*THE PROBLEM*
The data must be written out once more, precisely as given.

*ITEMS*
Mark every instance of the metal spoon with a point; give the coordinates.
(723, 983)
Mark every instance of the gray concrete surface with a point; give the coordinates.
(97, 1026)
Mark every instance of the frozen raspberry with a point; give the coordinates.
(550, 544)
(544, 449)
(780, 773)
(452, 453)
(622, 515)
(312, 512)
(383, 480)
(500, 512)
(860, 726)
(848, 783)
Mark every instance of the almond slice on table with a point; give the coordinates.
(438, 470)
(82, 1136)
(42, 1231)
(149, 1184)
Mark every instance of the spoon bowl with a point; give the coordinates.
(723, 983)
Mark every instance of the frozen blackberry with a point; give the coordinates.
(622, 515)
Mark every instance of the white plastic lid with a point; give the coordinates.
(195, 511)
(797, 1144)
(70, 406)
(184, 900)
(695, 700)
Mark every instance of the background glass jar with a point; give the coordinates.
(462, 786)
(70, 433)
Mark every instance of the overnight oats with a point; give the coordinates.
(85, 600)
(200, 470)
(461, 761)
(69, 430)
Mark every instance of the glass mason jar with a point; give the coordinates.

*RESULT FOR THIS TASK*
Mark every instance of the metal spoon with a point; give the coordinates.
(723, 983)
Mark every instance of the gray concrete surface with a point; give the coordinates.
(97, 1026)
Mark every instance of the frozen raspberry with a point; give the coordinates.
(550, 544)
(544, 449)
(780, 773)
(452, 453)
(622, 515)
(312, 512)
(383, 480)
(500, 512)
(860, 726)
(848, 783)
Mark every instance of the almond slice on table with a point; give the coordinates.
(438, 470)
(82, 1136)
(42, 1231)
(149, 1184)
Mark every instance of the spoon bowl with a point; give the coordinates.
(723, 983)
Mark every instance of the frozen blackberry with a point; give the coordinates.
(622, 515)
Mark every instance of the white plastic lid with a point; give the coordinates.
(195, 511)
(797, 1144)
(70, 406)
(184, 900)
(695, 700)
Mark every instance of the background glass jar with a point; give the coordinates.
(462, 786)
(70, 433)
Mark every instance of the overnight oats with a point; give the coordinates.
(85, 600)
(200, 470)
(461, 761)
(69, 430)
Mark every instance of the glass mason jar with a point; give the coordinates.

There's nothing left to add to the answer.